=== TASK INSTRUCTIONS ===
Please turn the entries into a numbered list, starting at the first line of the entries and ending at the line that contains "top-left (0, 5), bottom-right (166, 142)", with blank lines dropped. Leave the pictures out of the list.

Dataset rows
* * * * * * * * *

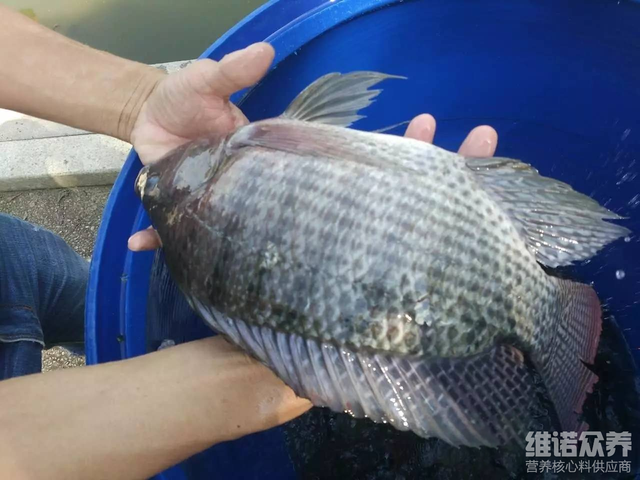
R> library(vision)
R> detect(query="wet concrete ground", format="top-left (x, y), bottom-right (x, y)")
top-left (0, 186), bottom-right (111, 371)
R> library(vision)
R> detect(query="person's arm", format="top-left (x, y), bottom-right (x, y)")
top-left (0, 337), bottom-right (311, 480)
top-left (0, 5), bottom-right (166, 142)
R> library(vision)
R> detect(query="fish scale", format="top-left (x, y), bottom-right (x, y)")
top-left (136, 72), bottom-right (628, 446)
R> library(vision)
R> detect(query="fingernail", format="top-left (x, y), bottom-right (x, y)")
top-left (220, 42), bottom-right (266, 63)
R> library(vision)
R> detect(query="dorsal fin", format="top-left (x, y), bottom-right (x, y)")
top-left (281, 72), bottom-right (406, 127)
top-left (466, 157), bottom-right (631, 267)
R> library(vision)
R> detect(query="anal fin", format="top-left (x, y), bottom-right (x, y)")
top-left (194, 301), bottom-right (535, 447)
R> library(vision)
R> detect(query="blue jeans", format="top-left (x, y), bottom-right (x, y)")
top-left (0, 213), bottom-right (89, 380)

* * * * * * * * *

=== SOLUTION TO THE EXERCISE ===
1. R> library(vision)
2. R> detect(query="wet concrete ground", format="top-left (x, y), bottom-right (x, y)")
3. top-left (0, 186), bottom-right (111, 371)
4. R> library(vision)
5. R> detect(query="person's arm", format="top-left (x, y), bottom-right (x, y)")
6. top-left (0, 337), bottom-right (311, 480)
7. top-left (0, 5), bottom-right (166, 142)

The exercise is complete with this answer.